= DOCUMENT =
In this weeks Newsweek, Fareed Zakaria makes a great argument that America’s biggest flaw is that we can’t fix something, unless it’s a crisis. For example, when the economy started to burst, we immediately sprang into action and tried to fix it. Other events such as 9/11 or Pearl Harbor, we went out with alacrity. But when it comes to crises at a slow pace, we have the attitude of “it’s not broken yet, so we’ll worry about it once it’s broken.” This is a sad state of thinking. From the article:
It is demonstrably clear that the U.S. health-care system is on an unsustainable path. If current trends continue—and there is no indication that they won’t—health care will consume 40 percent of the national economy by 2050. The problem is that this is a slow and steady decline, producing no crisis, no Pearl Harbor, no 9/11. As a result, we seem incapable of grappling with it seriously.

= WHAT THIS EXERCISE ASKS =
**1)** Write out the part of the post between "In this weeks" and "with it seriously.", inclusive, word for word.
**2)** Answer these questions about the post:
(a) In which magazine does Fareed Zakaria make his argument?
(b) If current trends continue, what share of the national economy will health care consume by 2050?
(c) Which two past events are given as examples that the country acted on right away?
The records that come next are separate from the post.

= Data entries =
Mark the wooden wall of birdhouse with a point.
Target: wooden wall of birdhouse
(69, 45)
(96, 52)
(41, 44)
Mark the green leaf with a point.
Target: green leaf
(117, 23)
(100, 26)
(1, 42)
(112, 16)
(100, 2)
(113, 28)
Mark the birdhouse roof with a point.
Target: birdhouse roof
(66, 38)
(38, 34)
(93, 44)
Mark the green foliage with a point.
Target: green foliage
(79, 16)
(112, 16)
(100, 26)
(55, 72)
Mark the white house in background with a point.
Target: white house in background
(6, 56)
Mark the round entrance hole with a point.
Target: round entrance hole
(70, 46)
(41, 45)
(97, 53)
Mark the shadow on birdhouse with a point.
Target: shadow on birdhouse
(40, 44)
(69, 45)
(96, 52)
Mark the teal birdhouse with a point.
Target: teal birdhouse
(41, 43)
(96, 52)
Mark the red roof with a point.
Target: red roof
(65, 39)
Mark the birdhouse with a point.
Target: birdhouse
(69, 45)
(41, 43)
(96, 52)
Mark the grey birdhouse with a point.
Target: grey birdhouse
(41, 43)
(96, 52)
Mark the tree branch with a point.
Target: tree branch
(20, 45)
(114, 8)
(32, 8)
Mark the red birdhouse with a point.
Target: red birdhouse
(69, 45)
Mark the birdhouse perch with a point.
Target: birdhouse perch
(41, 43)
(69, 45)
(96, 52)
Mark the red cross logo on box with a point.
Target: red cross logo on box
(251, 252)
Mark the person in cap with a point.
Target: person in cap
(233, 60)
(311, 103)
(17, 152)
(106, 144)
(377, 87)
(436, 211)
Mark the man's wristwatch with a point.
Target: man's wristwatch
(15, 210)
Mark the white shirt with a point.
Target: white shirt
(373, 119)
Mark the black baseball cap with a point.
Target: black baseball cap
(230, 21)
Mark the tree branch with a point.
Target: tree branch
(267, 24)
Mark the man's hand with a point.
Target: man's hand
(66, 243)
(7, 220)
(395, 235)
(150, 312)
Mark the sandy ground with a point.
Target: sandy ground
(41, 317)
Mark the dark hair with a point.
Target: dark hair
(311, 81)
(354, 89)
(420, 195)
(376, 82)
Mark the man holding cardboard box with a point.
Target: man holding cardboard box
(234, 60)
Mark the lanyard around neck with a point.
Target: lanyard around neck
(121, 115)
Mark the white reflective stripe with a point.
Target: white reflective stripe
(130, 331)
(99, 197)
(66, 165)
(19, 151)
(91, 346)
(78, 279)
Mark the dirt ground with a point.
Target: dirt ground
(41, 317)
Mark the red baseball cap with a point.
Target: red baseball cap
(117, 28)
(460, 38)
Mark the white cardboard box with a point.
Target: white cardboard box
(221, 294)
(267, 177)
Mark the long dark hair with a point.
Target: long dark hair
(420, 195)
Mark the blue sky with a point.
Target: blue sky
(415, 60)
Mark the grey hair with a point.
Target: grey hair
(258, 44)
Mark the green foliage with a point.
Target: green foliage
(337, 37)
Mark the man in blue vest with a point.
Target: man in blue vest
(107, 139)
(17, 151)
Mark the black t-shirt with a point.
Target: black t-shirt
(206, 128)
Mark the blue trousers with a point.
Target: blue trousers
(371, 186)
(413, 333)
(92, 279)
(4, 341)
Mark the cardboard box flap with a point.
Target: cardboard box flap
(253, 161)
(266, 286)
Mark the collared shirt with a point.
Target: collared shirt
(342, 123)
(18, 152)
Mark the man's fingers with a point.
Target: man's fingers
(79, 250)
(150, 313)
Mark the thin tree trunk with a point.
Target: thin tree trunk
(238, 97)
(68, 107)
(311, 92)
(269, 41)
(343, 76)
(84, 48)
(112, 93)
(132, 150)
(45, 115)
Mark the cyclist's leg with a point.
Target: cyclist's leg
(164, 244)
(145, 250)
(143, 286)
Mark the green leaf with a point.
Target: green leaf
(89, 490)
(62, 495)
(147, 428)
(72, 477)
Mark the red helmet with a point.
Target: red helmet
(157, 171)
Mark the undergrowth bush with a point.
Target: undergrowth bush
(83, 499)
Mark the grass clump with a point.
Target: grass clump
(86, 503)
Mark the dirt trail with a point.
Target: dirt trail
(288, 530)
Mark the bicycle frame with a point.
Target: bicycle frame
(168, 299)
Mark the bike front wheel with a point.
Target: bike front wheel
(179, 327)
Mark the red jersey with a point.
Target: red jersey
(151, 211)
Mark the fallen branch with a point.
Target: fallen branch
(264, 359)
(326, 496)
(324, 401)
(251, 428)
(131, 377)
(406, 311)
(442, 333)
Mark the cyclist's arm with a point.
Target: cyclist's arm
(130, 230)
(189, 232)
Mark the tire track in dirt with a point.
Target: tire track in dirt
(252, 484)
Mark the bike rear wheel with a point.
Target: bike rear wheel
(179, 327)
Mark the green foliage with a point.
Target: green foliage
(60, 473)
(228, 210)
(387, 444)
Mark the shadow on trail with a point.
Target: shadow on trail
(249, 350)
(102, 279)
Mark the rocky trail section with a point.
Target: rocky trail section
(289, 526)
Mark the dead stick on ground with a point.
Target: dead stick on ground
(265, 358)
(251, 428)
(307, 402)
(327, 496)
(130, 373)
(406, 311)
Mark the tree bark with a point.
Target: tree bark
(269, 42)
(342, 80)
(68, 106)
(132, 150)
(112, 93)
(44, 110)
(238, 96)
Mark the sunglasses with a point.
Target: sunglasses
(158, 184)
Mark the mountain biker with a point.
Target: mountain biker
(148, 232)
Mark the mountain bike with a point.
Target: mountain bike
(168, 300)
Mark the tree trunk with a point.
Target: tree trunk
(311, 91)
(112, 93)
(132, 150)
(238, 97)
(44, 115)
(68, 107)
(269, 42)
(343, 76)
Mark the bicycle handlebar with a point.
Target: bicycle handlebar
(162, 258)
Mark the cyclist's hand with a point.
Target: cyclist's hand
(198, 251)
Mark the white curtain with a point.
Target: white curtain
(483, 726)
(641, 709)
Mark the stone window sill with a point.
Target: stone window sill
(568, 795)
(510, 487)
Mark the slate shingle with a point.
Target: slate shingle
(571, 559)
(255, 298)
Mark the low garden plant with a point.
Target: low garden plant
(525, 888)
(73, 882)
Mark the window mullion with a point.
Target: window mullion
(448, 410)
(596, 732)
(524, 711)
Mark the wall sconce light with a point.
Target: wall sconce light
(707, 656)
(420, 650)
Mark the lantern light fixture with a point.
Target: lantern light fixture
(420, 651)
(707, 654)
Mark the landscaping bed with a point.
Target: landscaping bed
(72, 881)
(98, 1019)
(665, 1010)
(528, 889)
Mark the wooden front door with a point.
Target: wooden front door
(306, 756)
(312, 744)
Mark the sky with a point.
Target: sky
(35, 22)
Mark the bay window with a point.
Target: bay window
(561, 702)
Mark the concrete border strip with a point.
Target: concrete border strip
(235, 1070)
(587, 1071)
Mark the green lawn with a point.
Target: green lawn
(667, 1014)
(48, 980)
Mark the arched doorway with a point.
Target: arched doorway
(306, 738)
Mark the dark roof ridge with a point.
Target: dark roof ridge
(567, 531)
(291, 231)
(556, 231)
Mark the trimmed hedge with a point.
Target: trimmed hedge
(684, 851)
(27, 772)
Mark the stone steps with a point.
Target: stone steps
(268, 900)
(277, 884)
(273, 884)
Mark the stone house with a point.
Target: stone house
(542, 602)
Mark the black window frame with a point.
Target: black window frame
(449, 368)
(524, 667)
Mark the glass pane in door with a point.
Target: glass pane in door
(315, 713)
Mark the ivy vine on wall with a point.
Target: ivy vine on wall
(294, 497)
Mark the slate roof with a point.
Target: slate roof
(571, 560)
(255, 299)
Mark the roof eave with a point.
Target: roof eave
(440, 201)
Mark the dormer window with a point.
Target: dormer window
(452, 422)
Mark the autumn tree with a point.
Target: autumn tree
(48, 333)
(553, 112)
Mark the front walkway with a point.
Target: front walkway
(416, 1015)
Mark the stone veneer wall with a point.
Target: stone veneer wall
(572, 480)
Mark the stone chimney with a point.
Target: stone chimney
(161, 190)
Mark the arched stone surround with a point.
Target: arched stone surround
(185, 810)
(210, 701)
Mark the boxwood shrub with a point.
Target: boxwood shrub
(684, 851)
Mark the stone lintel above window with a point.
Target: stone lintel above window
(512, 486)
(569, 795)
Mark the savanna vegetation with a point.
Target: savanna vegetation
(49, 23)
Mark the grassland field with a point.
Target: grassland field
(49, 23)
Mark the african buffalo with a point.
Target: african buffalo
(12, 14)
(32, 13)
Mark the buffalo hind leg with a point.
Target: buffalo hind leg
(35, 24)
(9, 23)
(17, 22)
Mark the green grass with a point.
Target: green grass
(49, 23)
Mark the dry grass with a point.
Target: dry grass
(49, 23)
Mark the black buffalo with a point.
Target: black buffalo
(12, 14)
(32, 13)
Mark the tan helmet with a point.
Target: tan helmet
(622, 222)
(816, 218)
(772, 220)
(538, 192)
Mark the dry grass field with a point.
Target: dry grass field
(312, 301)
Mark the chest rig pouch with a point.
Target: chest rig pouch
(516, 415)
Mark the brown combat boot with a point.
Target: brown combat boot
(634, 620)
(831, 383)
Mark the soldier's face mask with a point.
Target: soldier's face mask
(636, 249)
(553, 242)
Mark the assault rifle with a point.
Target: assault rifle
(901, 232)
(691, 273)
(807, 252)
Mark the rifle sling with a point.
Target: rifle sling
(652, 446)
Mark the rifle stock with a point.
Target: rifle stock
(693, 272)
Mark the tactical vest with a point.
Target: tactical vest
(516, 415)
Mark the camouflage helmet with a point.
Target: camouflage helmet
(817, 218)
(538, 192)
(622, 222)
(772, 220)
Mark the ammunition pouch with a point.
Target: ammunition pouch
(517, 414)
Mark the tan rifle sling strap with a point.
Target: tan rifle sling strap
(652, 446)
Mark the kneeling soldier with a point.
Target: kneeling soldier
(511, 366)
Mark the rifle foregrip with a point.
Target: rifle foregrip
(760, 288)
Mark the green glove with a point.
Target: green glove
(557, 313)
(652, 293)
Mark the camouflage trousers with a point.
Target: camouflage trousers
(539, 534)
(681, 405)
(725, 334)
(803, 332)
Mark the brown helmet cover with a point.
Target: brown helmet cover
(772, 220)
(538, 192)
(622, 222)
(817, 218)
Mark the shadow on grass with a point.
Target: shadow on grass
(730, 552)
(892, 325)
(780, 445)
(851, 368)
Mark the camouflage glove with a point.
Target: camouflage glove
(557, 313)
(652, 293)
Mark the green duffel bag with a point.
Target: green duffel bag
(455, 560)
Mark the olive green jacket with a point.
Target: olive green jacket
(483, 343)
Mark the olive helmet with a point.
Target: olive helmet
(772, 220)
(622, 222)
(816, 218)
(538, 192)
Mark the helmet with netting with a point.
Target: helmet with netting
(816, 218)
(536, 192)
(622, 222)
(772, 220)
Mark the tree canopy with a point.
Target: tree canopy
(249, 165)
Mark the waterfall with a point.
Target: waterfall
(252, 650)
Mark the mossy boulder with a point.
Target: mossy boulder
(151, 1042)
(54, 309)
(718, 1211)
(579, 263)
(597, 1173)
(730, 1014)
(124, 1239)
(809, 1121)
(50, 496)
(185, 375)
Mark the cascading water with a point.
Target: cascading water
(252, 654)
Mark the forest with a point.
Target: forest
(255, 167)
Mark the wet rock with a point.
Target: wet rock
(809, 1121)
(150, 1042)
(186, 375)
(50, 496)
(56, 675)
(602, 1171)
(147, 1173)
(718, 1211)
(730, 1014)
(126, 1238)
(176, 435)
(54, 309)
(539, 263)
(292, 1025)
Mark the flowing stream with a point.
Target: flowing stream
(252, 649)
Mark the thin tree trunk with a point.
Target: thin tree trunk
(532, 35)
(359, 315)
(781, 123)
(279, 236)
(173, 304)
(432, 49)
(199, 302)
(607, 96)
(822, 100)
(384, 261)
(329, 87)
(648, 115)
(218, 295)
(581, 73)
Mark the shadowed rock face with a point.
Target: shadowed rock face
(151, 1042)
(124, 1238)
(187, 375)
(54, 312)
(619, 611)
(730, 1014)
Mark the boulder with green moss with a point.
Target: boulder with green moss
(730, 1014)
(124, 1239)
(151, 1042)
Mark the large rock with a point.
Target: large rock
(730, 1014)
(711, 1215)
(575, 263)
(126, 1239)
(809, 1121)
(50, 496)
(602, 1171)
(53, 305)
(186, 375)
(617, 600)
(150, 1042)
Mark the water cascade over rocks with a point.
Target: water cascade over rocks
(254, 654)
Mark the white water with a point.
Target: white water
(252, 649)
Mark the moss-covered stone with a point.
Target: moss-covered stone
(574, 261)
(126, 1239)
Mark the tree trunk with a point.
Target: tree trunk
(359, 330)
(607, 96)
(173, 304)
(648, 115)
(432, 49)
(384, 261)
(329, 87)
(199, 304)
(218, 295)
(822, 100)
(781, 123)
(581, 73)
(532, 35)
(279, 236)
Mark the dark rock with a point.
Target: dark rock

= OUTPUTS =
**1)**
In this weeks Newsweek, Fareed Zakaria makes a great argument that America’s biggest flaw is that we can’t fix something, unless it’s a crisis. For example, when the economy started to burst, we immediately sprang into action and tried to fix it. Other events such as 9/11 or Pearl Harbor, we went out with alacrity. But when it comes to crises at a slow pace, we have the attitude of “it’s not broken yet, so we’ll worry about it once it’s broken.” This is a sad state of thinking. From the article:
It is demonstrably clear that the U.S. health-care system is on an unsustainable path. If current trends continue—and there is no indication that they won’t—health care will consume 40 percent of the national economy by 2050. The problem is that this is a slow and steady decline, producing no crisis, no Pearl Harbor, no 9/11. As a result, we seem incapable of grappling with it seriously.

**2)**
(a) Newsweek
(b) 40 percent
(c) 9/11 and Pearl Harbor